We hug when we are sad, joyful, and happy, but why do we feel the need to hug someone?
Is it for emotional support, or is it human nature?
It has been proven that hugging has health benefits as well as being comforting, so in this article, we’ll look at six health benefits of hugging.
Hugs help reduce stress and anxiety.
If someone is experiencing something unpleasant or upsetting, our natural reaction is to hug them and give them comfort.
But this doesn’t just benefit the person needing the hug.
Physical touch is proven to reduce stress levels and calm the person, but it also works the same for the person giving the hug.
Watching someone you care about experience pain is upsetting, and by hugging or holding the person, you are sympathizing with them and showing affection.
This will also make you feel better and more relaxed about the situation.
Hugging can be a calming experience, and feeling another human’s touch can alleviate stress.
It can make you feel happier, which leads to a healthy mind.
Hugging helps children develop healthy brains.
Children need to experience hugging during their upbringing, as not only is it comforting, but it helps them grow.
Human contact, such as hugging, helps children develop a healthy and strong brain through sensory development.
Hugging is one of the most positive sensory-stimulating things that children need to help their brains grow.
Studies of children who have grown up in orphanages where hugging is practiced less show an increased level of cognitive development issues and lack of developed motor skills.
The Genetic Psychology Monographs published a study that demonstrated that infants that received 20 extra minutes of physical touch through hugging scored higher in developmental assessments.
Infants who received fewer hugs during this period of ten weeks showed dramatically lower development in the brain.
This being said, only certain types of gentle and affectionate touches helped the brain develop, hugging being the most effective.
We need four hugs a day to survive.
Not only as children do we need hugs to help growth, but as adults too.

» Data excerpts:
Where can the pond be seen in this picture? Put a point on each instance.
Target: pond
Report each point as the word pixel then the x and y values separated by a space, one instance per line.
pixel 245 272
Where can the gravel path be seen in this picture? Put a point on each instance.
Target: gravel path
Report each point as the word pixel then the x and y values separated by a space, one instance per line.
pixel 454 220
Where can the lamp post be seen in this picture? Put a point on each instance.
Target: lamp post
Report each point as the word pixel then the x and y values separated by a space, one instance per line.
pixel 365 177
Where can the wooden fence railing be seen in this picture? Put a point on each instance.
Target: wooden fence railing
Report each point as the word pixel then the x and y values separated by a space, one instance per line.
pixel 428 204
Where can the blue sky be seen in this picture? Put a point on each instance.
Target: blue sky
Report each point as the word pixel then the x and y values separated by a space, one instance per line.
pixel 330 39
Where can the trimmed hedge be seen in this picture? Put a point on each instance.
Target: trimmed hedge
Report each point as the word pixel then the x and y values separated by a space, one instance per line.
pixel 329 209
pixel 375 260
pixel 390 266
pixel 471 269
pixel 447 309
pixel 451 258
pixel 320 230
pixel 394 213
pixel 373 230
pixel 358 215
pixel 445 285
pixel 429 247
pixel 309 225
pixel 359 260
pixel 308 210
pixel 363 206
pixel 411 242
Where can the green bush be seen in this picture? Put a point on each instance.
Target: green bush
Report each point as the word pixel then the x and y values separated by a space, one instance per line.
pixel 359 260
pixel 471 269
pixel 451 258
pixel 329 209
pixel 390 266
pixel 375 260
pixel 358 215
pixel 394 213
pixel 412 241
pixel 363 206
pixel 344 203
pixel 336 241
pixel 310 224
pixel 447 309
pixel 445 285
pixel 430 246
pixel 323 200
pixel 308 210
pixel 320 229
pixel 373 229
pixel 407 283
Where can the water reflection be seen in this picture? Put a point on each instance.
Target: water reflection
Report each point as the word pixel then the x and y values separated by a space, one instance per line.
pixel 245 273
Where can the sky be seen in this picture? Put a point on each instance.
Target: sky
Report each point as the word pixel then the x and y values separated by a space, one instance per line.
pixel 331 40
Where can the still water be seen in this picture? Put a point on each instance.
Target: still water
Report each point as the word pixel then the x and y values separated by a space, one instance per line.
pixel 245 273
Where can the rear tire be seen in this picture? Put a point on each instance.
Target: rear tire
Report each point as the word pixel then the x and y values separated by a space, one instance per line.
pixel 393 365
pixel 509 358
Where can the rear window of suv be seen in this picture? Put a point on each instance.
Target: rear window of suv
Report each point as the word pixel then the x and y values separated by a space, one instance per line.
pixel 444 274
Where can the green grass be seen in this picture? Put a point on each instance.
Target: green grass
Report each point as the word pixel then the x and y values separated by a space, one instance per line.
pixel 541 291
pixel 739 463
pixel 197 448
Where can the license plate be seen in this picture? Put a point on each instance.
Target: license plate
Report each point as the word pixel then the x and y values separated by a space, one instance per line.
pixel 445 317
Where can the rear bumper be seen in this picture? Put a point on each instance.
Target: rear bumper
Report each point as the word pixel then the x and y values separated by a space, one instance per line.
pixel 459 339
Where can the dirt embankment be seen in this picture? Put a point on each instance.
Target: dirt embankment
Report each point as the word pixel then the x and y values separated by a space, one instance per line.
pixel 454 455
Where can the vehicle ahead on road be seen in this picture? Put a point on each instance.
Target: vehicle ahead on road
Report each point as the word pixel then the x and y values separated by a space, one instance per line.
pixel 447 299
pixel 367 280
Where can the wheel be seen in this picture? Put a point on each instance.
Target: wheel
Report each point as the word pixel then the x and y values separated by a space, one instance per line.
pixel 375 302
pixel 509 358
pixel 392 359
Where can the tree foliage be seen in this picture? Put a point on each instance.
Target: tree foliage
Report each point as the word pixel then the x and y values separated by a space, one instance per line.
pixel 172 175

» Exercise requirements:
**a)** List the emotions that the first sentence of the article on hugging names as times when we hug.
**b)** Translate this sentence from the article on hugging into Spanish: "Hugging can be a calming experience, and feeling another human’s touch can alleviate stress."
**c)** Quote the article on hugging word for word, everything from "It can make" down to "their brains grow.".

» Numbered answers:
**a)** sad, joyful, happy

**b)** Abrazar puede ser una experiencia tranquilizadora, y sentir el contacto de otro ser humano puede aliviar el estrés.

**c)**
It can make you feel happier, which leads to a healthy mind.
Hugging helps children develop healthy brains.
Children need to experience hugging during their upbringing, as not only is it comforting, but it helps them grow.
Human contact, such as hugging, helps children develop a healthy and strong brain through sensory development.
Hugging is one of the most positive sensory-stimulating things that children need to help their brains grow.